_Source data_:
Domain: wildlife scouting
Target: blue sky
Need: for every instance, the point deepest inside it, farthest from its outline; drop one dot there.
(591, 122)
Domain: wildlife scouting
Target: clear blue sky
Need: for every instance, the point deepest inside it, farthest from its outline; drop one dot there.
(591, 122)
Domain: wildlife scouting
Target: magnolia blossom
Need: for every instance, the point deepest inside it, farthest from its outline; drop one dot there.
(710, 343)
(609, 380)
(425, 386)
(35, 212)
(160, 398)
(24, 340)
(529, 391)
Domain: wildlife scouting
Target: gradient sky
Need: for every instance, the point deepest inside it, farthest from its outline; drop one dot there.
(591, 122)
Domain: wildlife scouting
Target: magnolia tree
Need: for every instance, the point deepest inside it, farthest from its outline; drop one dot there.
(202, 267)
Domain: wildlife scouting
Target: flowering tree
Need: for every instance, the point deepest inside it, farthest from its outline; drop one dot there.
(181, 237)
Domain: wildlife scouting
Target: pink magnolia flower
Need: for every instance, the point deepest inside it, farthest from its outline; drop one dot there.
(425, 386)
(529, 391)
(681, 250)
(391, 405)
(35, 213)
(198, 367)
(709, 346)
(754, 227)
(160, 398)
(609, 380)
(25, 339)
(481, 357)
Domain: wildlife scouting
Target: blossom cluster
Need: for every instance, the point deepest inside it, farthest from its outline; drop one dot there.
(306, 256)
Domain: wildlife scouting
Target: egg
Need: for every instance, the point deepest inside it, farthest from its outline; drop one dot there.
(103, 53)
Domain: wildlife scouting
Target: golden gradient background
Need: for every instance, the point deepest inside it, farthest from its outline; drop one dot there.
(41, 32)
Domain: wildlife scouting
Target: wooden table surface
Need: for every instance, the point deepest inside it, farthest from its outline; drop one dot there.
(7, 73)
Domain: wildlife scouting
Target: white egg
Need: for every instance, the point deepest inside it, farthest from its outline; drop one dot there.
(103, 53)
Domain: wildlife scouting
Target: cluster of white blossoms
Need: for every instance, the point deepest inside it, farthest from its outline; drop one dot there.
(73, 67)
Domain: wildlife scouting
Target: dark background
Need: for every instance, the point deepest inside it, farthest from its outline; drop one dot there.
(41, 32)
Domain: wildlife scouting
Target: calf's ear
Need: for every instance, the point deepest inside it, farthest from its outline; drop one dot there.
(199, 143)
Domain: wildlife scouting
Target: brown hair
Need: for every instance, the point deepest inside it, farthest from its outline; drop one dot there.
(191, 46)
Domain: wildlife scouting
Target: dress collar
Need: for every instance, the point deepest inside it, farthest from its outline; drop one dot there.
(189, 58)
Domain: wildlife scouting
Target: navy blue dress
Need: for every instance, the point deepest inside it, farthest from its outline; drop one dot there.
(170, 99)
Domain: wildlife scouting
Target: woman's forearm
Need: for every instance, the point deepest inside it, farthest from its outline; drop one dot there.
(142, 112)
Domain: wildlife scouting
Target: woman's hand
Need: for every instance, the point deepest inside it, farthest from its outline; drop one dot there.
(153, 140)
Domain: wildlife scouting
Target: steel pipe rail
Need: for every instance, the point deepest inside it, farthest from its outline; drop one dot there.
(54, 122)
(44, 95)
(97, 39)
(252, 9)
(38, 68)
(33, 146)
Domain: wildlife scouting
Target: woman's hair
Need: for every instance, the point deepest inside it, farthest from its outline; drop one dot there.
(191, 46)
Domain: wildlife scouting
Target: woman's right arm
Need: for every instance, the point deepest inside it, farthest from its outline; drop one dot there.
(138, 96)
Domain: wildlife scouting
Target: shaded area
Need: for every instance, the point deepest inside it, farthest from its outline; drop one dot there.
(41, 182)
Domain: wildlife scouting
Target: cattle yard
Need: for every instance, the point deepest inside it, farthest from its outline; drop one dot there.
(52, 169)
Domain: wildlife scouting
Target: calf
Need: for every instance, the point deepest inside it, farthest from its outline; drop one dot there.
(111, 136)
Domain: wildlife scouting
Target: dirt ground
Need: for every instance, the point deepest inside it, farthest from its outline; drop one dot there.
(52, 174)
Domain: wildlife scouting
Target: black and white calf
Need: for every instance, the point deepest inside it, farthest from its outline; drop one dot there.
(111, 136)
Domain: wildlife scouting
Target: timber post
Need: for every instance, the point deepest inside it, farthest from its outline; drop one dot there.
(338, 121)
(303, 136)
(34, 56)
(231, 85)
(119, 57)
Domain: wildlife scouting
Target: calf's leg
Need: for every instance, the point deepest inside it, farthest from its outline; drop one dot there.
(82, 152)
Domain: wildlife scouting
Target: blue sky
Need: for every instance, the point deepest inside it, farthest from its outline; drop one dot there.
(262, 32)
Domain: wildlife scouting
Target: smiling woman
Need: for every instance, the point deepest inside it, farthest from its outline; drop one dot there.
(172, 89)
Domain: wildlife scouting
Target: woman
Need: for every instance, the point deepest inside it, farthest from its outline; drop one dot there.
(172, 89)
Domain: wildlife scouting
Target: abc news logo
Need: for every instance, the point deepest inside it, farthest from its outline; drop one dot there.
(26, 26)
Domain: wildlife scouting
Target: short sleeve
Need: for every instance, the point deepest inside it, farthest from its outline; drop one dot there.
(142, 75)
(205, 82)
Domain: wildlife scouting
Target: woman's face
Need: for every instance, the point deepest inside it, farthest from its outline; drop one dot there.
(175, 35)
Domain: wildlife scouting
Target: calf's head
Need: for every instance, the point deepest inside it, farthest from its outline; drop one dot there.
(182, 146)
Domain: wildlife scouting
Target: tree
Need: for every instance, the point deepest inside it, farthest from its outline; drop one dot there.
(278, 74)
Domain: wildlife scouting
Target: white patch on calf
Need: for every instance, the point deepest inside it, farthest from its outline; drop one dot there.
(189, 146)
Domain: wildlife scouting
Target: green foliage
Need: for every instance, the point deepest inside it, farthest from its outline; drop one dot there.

_What the exercise asks_: Each line from the one containing "Target: short sleeve" to the end of the entries above should be copied exactly, and no other line.

_Reply_:
Target: short sleeve
Need: for every instance, the point deepest inside it, farthest from its outline; drop one dot there.
(142, 75)
(205, 82)
Domain: wildlife scouting
Target: woman's face
Need: for every instance, the point deepest inside it, farthest from its outline; drop one dot there.
(175, 35)
Domain: wildlife scouting
Target: calf's head
Need: for every instance, the point deepest inside it, farthest from its outline; drop one dot there.
(182, 146)
Domain: wildlife scouting
Target: tree
Need: for every instance, the point deepest inside it, farthest from its outline; drop one dot there.
(278, 74)
Domain: wildlife scouting
Target: white patch on calf
Need: for every instance, the point deepest inside it, farthest from its outline; drop one dot there.
(189, 146)
Domain: wildlife scouting
Target: green foliage
Need: for every instance, the point deepest inside it, farthest from its outline; drop one dot there.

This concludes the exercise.